-- Opening Marker --

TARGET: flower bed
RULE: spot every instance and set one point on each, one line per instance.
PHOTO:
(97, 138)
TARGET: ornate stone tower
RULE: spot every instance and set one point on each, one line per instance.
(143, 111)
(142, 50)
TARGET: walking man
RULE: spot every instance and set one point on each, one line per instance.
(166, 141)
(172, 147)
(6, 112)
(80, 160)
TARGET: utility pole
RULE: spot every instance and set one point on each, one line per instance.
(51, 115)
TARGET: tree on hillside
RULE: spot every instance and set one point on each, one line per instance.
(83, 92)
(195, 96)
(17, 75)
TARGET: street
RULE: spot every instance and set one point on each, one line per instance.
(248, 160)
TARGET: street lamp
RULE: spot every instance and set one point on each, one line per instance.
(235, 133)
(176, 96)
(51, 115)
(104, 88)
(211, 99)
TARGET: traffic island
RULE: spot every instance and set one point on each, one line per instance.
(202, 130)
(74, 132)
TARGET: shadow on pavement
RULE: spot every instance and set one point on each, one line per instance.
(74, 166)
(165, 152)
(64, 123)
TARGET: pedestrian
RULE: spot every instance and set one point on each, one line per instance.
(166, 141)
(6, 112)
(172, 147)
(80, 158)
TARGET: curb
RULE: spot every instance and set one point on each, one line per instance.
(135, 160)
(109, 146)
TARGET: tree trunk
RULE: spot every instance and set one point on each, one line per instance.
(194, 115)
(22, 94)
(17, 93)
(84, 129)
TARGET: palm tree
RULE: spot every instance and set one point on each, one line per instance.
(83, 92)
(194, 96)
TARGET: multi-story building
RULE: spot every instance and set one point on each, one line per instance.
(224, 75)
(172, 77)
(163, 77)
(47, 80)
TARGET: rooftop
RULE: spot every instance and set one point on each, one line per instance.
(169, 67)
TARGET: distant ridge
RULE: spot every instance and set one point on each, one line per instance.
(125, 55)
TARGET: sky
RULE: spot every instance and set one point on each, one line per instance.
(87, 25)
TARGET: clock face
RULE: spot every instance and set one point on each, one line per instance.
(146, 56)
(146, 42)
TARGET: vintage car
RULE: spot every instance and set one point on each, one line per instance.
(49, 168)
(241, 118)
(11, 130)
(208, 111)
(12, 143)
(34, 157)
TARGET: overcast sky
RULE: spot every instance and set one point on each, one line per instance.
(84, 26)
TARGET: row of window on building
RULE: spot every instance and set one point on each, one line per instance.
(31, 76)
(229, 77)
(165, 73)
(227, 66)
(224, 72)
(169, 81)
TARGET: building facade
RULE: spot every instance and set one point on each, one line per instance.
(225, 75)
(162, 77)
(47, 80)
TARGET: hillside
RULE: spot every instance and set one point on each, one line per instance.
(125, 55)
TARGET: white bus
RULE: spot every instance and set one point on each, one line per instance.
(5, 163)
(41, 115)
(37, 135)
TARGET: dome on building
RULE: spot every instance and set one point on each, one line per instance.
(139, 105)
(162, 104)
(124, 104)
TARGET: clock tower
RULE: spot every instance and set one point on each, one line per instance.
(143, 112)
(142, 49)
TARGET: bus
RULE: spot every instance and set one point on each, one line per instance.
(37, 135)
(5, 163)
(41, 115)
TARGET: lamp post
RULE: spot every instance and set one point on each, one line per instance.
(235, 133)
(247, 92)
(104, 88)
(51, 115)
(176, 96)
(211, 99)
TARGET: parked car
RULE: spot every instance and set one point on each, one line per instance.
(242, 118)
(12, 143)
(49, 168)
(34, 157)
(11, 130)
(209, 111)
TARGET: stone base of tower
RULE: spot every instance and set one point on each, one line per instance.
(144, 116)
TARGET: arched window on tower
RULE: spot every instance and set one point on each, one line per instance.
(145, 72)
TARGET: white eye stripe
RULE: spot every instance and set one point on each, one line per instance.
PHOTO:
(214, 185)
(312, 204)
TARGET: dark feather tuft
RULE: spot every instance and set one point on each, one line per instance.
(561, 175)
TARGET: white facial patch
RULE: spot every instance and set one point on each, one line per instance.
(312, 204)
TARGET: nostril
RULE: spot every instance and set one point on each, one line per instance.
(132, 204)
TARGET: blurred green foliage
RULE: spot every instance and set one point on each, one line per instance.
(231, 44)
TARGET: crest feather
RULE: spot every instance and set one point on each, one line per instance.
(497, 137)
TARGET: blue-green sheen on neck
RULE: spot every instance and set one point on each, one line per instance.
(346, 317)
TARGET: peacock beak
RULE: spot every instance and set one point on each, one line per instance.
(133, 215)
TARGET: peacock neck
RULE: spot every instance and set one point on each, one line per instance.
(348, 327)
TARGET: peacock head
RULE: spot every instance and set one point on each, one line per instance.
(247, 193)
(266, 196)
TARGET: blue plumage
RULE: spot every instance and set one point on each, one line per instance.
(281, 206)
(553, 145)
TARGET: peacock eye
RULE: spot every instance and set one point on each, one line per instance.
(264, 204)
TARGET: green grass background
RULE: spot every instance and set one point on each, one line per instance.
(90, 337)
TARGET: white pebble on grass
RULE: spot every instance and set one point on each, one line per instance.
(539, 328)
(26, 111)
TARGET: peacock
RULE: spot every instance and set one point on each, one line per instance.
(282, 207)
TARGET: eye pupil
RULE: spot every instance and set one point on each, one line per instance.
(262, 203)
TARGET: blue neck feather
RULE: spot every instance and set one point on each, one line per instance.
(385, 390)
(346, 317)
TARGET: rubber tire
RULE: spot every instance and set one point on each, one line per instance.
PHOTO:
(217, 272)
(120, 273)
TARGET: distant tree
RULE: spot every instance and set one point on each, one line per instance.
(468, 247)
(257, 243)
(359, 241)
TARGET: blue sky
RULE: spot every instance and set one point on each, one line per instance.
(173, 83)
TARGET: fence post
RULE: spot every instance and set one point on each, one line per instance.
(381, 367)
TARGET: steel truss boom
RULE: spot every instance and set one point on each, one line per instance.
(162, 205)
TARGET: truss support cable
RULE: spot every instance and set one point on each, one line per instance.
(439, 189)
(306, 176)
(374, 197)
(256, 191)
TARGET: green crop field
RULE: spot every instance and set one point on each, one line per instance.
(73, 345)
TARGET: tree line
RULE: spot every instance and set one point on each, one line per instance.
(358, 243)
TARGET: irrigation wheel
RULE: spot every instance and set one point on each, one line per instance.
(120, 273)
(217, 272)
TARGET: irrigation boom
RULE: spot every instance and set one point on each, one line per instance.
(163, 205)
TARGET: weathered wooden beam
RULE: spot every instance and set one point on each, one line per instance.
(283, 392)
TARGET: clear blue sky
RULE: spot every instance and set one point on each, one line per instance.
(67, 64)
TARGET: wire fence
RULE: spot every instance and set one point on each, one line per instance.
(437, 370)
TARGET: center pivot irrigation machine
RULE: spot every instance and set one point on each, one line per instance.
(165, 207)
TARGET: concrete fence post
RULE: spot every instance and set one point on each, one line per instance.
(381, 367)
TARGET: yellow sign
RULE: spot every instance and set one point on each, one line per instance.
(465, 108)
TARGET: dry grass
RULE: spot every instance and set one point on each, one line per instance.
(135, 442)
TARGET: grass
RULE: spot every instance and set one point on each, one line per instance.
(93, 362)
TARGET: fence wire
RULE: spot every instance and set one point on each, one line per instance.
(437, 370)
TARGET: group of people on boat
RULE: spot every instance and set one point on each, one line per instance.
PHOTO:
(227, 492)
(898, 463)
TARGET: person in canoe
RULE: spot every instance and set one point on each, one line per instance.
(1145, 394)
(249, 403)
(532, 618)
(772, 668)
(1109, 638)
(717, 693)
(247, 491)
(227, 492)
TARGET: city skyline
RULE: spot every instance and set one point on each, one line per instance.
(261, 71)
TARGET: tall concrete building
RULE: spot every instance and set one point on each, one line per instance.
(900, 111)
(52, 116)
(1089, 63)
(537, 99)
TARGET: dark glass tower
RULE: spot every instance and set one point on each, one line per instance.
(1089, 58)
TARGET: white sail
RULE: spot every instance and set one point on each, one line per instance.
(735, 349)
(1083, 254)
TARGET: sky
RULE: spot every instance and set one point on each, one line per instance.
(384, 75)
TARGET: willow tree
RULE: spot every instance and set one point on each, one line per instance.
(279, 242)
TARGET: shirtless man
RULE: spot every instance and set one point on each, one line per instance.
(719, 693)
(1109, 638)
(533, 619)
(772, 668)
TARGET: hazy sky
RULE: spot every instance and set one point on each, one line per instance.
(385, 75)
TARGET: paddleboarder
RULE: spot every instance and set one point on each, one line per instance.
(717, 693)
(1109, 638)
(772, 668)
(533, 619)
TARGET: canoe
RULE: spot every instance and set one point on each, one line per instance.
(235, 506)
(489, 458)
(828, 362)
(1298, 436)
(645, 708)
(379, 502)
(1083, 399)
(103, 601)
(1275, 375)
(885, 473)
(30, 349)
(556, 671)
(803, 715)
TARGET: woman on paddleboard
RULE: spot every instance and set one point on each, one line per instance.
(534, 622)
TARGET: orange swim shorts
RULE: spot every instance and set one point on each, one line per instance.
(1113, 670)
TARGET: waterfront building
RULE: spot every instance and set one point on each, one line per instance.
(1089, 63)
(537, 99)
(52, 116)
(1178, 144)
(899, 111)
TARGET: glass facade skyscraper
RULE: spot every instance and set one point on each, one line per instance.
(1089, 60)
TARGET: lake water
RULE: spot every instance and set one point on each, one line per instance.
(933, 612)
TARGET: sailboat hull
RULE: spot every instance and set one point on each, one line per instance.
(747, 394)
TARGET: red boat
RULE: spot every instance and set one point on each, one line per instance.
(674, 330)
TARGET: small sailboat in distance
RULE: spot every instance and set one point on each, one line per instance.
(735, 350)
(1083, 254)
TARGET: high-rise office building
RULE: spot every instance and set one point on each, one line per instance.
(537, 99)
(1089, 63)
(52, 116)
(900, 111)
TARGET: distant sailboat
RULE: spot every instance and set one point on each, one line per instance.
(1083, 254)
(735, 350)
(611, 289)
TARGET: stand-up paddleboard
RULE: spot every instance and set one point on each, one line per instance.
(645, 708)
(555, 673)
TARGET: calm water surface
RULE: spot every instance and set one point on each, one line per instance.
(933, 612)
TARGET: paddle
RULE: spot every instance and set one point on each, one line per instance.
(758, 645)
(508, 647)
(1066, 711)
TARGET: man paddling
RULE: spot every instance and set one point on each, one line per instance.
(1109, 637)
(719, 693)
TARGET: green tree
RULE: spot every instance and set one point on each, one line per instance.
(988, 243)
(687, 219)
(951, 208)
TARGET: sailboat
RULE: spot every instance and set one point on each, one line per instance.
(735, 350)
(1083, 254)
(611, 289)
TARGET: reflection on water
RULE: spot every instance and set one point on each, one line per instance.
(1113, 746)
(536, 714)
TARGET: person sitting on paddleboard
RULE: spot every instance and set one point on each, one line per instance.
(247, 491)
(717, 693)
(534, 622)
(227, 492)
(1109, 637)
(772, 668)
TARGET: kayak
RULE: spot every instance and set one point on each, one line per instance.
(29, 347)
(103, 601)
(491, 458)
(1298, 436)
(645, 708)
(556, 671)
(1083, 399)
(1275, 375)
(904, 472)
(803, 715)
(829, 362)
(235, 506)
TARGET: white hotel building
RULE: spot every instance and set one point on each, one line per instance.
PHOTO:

-- Closing Marker --

WORK TASK ::
When the line containing "TARGET: walking man" is reached, include it and stop. Until then, output each line of the entries exactly as given, starting from the first.

ANSWER AREA ::
TARGET: flower bed
RULE: spot every instance and set one point on each, one line per instance.
PHOTO:
(97, 138)
TARGET: ornate stone tower
RULE: spot every instance and set one point on each, one line per instance.
(143, 111)
(142, 50)
TARGET: walking man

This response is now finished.